* [Work to be completed] Reproduce verbatim the lines of the listing below, starting at the line containing "on the glowing" and ending at the line containing "165), (143, 192)]", with both of those lines included.

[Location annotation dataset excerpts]
(begin)
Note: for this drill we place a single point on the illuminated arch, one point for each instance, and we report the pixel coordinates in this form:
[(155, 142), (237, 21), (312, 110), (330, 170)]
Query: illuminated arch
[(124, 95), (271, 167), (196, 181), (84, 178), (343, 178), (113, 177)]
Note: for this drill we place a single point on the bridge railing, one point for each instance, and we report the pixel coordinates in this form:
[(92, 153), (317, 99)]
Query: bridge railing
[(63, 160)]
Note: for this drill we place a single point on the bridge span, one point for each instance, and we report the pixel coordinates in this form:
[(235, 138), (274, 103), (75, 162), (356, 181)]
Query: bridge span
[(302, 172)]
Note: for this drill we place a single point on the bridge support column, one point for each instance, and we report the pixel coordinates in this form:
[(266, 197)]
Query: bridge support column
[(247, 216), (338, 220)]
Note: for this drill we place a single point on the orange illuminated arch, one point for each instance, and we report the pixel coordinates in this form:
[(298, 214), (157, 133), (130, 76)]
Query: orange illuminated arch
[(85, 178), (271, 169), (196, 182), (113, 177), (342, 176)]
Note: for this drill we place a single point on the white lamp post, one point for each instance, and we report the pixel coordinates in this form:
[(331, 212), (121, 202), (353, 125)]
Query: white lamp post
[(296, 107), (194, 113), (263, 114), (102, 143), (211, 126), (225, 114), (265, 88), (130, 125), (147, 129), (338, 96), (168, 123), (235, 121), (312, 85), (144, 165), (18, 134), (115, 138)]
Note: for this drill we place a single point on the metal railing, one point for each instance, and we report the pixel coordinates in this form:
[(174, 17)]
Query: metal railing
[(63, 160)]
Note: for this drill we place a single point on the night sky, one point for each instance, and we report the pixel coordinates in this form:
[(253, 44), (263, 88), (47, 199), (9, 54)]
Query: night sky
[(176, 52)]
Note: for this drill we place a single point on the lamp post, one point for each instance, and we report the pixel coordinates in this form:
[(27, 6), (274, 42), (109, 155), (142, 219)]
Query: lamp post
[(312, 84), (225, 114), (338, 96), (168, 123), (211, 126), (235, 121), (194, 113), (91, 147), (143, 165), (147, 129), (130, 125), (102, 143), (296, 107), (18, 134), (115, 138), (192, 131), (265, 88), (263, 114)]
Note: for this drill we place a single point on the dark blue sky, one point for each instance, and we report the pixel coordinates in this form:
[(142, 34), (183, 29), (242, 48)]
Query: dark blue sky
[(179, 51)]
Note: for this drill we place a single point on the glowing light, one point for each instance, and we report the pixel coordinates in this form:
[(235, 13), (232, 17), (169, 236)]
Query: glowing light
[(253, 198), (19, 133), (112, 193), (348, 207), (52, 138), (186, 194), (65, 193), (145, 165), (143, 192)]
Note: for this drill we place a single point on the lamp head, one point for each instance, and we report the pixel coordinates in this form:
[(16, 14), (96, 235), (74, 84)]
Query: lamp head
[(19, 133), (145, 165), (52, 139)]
(end)
* [Written reply]
Note: for this drill we place a single point on the glowing light, one point for each instance, and we report the pixel coordinates in this form:
[(235, 13), (232, 17), (169, 236)]
Query: glowing light
[(253, 198), (19, 133), (112, 193), (348, 207), (52, 138), (186, 194), (65, 193), (145, 165), (143, 192)]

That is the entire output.